• _Exercise requirements_: Please scale the data starting at the line that contains "For every instance of the bird's white" and ending at the end of the data, repeating those lines with requests included and every x and y coordinate in the answers multiplied by 2 and rounded to a whole number, halves up. Leave the pictures out of your answer.
Start of Source records
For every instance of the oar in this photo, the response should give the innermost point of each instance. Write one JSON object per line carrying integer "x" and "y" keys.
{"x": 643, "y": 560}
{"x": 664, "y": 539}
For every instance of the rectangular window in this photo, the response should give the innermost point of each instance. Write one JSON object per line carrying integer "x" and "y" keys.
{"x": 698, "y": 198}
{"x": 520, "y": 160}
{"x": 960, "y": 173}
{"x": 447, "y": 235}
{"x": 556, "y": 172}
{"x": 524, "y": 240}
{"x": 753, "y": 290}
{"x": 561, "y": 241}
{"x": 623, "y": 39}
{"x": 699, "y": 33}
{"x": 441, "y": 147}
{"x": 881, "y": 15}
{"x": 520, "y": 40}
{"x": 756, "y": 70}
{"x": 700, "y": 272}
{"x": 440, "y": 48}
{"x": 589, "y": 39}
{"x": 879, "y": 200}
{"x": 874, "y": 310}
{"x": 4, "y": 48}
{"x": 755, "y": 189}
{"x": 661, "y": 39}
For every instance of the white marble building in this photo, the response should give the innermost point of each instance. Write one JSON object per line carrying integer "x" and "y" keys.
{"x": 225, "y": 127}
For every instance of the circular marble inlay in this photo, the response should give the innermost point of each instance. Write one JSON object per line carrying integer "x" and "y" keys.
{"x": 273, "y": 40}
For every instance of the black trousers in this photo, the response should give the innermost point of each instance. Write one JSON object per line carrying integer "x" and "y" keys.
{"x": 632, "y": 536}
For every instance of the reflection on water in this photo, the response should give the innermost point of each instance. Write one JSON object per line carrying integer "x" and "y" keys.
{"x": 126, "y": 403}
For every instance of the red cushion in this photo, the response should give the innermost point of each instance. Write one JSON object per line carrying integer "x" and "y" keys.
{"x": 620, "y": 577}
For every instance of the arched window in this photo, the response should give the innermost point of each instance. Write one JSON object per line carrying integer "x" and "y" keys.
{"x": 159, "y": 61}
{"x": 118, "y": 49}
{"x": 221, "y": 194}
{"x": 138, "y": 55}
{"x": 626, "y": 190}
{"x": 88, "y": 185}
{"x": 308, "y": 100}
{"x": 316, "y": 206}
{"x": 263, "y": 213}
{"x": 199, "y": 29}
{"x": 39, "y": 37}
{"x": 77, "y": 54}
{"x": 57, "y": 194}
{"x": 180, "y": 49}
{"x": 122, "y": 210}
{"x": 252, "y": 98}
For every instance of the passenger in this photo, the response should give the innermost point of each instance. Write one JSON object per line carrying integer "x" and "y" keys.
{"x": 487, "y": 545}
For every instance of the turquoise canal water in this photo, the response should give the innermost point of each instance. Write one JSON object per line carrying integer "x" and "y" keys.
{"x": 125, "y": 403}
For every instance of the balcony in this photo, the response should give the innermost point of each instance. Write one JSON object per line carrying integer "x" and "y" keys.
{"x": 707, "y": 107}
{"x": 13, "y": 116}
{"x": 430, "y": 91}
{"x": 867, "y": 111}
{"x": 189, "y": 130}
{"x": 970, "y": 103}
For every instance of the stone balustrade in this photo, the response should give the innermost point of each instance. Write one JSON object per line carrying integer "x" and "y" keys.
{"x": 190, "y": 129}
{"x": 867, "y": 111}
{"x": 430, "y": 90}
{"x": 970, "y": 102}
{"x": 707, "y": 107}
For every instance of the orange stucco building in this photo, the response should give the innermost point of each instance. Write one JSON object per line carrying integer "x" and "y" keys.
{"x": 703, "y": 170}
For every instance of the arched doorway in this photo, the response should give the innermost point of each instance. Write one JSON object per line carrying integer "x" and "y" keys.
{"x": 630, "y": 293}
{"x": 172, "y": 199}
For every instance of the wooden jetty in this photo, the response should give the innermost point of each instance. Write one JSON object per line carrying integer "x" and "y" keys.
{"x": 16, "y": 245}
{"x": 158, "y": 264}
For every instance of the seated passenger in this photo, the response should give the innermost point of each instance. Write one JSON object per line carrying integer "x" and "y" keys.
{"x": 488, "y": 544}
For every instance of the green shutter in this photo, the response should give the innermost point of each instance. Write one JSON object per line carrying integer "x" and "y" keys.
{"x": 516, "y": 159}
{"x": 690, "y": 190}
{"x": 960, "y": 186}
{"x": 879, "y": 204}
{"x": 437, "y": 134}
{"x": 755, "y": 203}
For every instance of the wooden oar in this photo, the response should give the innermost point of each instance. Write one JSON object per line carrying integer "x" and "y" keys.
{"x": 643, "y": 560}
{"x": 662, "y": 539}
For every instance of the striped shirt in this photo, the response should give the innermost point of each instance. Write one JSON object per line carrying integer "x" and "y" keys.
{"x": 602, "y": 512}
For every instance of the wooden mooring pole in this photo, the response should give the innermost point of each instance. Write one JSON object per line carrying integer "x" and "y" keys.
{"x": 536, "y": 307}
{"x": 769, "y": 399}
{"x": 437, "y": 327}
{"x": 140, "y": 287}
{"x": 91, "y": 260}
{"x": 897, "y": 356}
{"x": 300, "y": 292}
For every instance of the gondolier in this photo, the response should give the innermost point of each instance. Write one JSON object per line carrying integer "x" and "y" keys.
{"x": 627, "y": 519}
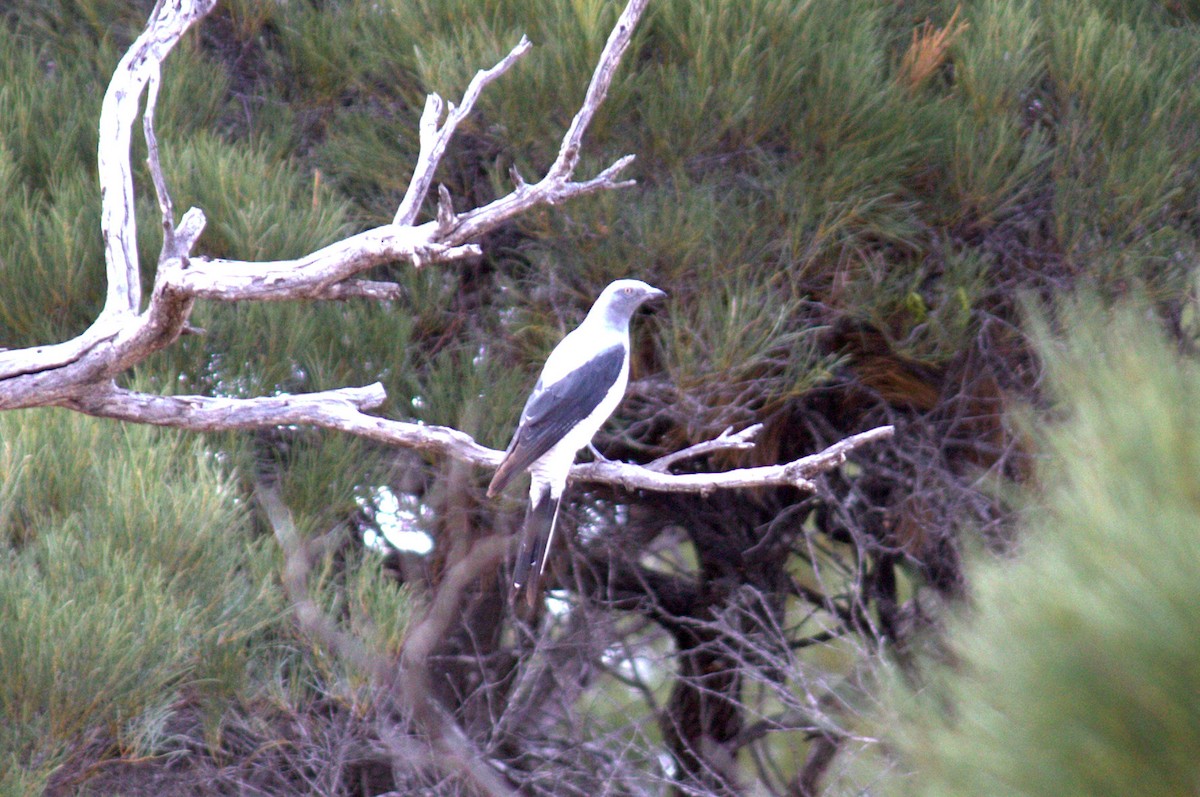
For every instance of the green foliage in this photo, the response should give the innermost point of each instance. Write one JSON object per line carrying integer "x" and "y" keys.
{"x": 1074, "y": 670}
{"x": 1129, "y": 114}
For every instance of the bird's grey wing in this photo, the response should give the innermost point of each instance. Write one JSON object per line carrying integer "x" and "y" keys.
{"x": 555, "y": 411}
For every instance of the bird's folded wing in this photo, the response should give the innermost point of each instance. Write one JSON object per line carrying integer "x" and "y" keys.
{"x": 556, "y": 409}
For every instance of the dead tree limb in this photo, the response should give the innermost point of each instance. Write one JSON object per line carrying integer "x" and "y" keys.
{"x": 81, "y": 373}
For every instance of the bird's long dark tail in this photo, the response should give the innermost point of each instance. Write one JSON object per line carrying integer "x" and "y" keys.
{"x": 537, "y": 534}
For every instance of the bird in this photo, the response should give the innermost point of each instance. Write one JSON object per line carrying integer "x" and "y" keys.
{"x": 580, "y": 385}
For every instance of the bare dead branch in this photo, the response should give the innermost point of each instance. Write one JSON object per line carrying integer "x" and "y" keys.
{"x": 61, "y": 375}
{"x": 724, "y": 442}
{"x": 435, "y": 138}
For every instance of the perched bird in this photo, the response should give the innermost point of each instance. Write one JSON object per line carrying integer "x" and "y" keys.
{"x": 581, "y": 384}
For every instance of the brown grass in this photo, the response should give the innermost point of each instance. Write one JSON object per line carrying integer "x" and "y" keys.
{"x": 928, "y": 51}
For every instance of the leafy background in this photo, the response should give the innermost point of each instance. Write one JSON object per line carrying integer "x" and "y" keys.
{"x": 978, "y": 222}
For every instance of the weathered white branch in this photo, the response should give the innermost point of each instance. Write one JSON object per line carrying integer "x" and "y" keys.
{"x": 79, "y": 373}
{"x": 118, "y": 114}
{"x": 435, "y": 138}
{"x": 121, "y": 336}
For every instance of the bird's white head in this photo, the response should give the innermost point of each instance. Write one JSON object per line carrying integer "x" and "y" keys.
{"x": 617, "y": 303}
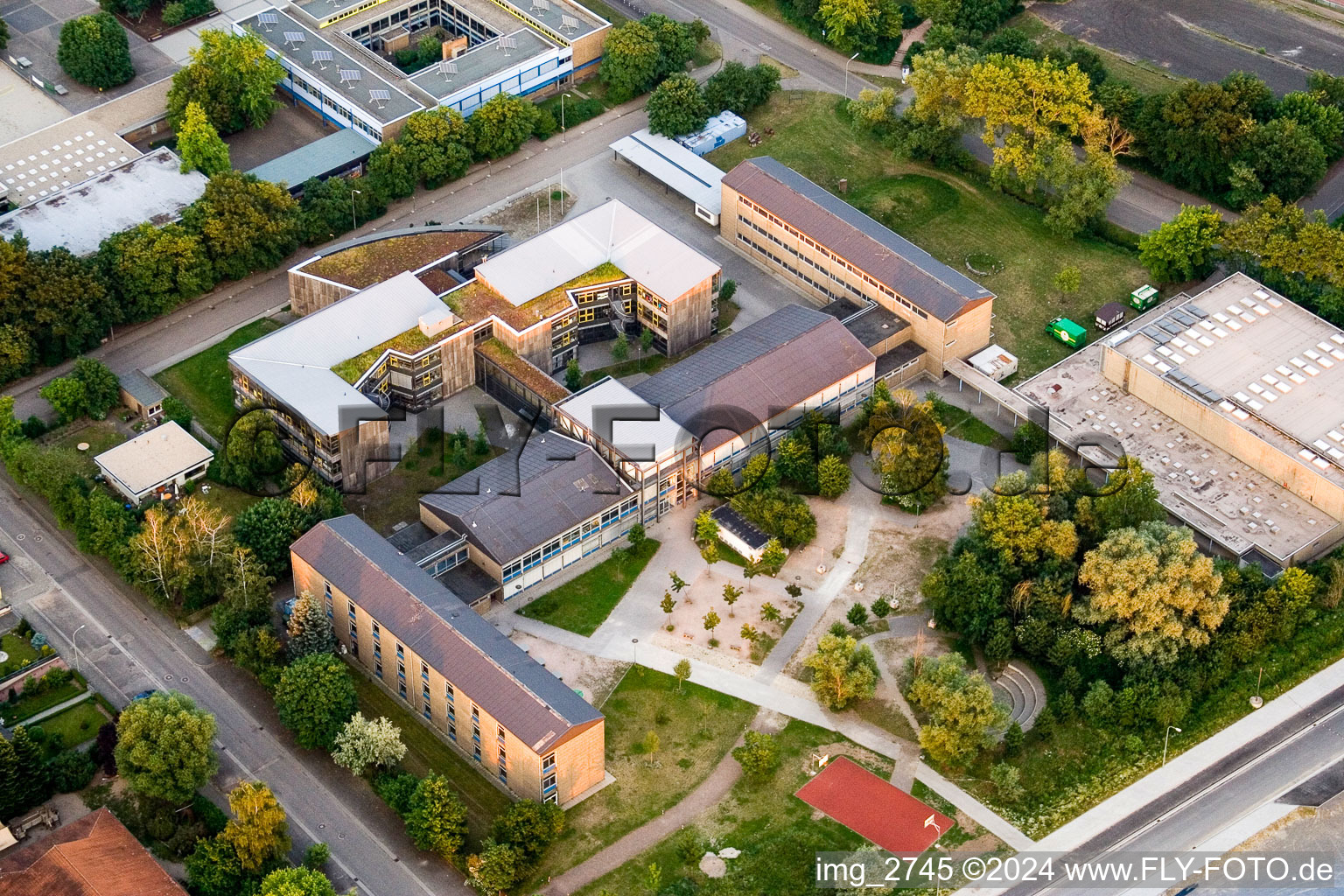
End of Source records
• _Result for this task_:
For every instance of the bird's white head in this photo, the response should give the innermost point of each instance. Write one JSON object per line carrying integer "x" and "y" keys.
{"x": 1234, "y": 606}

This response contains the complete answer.